*What the exercise asks*
A word-for-word restatement of the listing is the only acceptable answer.

=-=-=

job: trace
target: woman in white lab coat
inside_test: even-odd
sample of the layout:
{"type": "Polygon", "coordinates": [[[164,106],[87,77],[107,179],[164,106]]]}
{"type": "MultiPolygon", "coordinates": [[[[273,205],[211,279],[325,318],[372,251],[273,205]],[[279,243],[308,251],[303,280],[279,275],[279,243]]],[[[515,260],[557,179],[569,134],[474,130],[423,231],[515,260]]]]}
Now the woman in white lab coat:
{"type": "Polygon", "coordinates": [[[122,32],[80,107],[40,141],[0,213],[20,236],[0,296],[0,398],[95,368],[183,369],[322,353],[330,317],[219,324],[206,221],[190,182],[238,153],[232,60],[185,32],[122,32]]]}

=-=-=

*Reply to the exercise*
job: trace
target: woman in white lab coat
inside_test: even-odd
sample of the layout:
{"type": "Polygon", "coordinates": [[[164,106],[87,77],[107,179],[164,106]]]}
{"type": "MultiPolygon", "coordinates": [[[[273,205],[211,279],[325,318],[372,251],[273,205]],[[279,243],[308,251],[303,280],[279,275],[279,243]]],[[[515,260],[557,179],[569,134],[474,130],[423,231],[515,260]]]]}
Now the woman in white lab coat:
{"type": "Polygon", "coordinates": [[[122,32],[80,107],[40,141],[0,213],[20,236],[0,296],[0,398],[95,368],[183,369],[322,353],[330,317],[219,324],[206,221],[190,182],[238,153],[232,60],[185,32],[122,32]]]}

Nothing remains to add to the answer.